• SHORT PROBLEM: Print the listing lines unchanged, from the line containing "Of everything visible here, where would you say the wicker" through the line containing "[925,144,1217,588]", inclusive.

• RECORDS:
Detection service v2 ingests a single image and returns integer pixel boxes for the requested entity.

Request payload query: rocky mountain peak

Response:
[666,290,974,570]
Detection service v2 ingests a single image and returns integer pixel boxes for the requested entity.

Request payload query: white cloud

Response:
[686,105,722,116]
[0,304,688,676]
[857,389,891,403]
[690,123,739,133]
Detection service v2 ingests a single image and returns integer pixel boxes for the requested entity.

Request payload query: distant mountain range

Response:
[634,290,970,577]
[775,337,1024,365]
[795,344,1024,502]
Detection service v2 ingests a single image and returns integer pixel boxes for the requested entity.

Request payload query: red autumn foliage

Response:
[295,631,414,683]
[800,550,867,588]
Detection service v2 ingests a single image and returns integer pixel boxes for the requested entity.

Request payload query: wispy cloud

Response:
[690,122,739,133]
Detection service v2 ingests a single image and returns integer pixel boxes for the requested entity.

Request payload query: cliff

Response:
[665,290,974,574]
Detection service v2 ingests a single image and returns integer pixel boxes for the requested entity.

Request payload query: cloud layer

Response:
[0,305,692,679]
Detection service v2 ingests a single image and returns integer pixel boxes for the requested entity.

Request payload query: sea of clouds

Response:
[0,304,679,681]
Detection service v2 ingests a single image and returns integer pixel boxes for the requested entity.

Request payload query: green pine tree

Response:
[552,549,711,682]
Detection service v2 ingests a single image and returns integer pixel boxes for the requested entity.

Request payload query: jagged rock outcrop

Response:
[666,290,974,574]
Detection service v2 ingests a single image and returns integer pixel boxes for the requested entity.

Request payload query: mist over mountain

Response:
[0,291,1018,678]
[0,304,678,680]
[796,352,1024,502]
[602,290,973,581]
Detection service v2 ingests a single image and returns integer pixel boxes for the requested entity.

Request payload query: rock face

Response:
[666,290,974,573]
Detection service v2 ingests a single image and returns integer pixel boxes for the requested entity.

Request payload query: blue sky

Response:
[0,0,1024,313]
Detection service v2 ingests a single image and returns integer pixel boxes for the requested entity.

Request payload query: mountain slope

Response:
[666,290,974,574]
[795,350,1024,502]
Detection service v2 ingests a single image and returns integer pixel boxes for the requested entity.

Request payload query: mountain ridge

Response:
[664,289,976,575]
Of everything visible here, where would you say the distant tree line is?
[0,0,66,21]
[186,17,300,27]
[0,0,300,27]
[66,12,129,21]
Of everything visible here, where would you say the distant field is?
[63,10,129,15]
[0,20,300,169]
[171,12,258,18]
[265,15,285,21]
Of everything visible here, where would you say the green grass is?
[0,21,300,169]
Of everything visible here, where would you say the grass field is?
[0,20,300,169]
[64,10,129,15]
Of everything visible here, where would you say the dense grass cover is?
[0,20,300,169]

...

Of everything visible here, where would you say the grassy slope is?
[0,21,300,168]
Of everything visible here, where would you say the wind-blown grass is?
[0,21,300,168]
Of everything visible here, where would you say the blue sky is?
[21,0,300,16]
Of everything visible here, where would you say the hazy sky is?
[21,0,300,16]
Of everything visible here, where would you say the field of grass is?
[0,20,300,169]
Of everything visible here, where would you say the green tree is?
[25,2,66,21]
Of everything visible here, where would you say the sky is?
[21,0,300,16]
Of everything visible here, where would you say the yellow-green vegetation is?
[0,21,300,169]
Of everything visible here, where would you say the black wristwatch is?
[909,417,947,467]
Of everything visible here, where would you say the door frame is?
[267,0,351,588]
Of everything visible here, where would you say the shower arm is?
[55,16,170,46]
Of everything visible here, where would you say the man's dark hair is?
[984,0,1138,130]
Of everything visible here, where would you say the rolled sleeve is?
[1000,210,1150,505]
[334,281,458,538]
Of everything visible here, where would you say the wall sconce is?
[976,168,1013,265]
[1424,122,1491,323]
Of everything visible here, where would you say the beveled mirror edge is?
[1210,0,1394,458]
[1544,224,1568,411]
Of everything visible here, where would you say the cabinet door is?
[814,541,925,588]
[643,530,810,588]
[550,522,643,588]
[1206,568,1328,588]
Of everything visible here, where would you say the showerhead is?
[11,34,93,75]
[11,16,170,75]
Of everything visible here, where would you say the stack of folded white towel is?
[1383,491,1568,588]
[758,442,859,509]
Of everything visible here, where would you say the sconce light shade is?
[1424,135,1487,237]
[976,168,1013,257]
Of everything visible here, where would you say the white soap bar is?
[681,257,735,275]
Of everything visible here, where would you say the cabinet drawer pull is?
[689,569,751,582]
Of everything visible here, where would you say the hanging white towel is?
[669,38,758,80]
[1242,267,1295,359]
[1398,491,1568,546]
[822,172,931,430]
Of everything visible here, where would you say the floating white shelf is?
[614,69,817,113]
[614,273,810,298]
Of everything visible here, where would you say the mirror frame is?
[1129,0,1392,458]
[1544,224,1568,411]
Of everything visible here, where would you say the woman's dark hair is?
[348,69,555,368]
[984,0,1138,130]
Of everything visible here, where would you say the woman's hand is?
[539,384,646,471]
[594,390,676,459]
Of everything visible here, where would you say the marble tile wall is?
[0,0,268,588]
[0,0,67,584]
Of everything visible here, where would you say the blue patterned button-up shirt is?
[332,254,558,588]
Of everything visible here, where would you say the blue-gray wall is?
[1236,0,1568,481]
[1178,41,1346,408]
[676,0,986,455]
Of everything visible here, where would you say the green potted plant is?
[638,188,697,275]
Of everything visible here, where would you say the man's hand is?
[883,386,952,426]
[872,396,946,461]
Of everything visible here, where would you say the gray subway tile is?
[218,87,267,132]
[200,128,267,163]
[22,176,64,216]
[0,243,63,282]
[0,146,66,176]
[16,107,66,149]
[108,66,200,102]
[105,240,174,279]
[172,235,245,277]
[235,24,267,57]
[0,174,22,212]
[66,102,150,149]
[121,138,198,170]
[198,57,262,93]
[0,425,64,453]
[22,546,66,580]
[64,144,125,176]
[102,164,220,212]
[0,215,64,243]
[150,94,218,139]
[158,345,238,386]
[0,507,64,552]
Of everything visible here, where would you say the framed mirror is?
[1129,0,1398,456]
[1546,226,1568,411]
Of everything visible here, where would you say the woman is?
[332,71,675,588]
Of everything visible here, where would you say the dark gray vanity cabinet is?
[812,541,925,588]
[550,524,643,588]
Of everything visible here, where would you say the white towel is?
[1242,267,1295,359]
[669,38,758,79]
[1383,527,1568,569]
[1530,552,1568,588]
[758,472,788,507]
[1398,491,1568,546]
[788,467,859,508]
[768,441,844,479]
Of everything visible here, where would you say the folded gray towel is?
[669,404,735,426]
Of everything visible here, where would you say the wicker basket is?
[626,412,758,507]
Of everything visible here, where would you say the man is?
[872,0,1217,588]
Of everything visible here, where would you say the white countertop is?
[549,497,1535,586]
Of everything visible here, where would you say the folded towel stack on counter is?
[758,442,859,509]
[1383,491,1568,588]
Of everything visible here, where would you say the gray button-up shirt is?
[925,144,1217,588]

* * *

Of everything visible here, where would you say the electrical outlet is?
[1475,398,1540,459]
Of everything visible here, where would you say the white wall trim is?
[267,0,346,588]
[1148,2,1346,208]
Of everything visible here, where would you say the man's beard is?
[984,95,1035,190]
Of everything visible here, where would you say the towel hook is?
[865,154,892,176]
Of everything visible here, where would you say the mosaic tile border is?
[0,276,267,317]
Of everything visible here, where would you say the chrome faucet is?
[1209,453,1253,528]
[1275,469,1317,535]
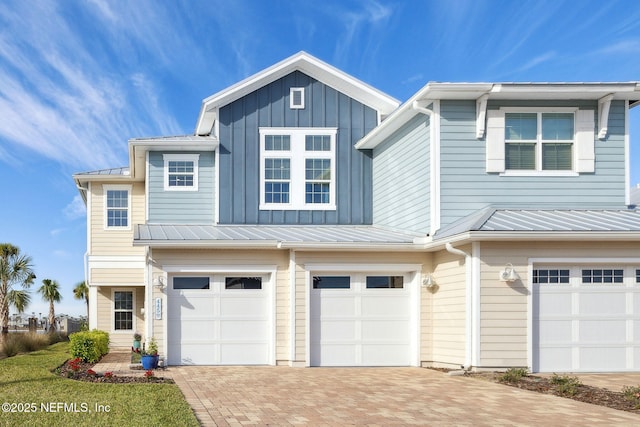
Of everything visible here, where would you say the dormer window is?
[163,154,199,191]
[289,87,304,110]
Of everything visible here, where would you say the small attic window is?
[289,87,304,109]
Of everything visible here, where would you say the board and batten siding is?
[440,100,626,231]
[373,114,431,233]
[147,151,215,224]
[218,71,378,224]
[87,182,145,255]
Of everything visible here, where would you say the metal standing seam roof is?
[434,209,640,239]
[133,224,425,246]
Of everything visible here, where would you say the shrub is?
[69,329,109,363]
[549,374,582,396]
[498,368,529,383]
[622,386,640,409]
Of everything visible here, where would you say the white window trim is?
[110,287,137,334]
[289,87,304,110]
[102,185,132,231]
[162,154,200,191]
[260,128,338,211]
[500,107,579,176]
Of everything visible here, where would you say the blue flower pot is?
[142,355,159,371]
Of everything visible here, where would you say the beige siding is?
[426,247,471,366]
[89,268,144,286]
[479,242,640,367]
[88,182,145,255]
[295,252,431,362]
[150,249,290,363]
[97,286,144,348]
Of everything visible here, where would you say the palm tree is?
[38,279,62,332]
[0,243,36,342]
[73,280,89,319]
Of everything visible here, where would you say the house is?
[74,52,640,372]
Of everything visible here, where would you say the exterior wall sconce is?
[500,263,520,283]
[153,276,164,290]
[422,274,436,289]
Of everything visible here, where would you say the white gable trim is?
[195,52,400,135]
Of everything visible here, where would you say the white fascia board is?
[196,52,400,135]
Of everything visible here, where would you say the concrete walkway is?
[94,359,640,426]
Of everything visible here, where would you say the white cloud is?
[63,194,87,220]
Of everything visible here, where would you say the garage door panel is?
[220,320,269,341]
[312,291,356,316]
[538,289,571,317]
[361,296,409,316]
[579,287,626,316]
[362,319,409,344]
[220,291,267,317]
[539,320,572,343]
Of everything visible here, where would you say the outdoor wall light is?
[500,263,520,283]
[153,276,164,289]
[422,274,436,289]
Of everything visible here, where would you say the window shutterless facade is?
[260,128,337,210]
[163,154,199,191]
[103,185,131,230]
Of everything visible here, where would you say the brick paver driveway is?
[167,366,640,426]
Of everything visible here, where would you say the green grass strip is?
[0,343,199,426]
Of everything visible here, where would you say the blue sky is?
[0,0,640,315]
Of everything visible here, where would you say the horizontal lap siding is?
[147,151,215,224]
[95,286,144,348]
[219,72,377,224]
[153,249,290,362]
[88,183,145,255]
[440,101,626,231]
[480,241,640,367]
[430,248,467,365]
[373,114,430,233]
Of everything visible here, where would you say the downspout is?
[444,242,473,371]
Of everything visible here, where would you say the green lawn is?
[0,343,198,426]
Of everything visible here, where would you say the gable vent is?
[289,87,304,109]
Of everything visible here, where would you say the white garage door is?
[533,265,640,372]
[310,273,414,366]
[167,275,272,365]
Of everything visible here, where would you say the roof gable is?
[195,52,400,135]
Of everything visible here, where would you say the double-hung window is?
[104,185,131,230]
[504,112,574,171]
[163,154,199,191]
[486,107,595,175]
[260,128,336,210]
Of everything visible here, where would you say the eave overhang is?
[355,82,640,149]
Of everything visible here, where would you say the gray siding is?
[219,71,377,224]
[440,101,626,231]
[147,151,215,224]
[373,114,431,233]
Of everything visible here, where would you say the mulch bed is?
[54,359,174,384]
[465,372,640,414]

• EXERCISE RESPONSE:
Of everything visible here, where would you say the wicker basket is?
[626,412,758,507]
Of everything visible here, where would you say the man is?
[872,0,1217,588]
Of everything visible here, where would you say the white countertop is?
[549,497,1535,586]
Of everything visible here, where would you say the folded towel stack on counter is?
[758,442,859,509]
[1383,491,1568,588]
Of everything visible here, where would you say the gray button-up shirt is?
[925,144,1217,588]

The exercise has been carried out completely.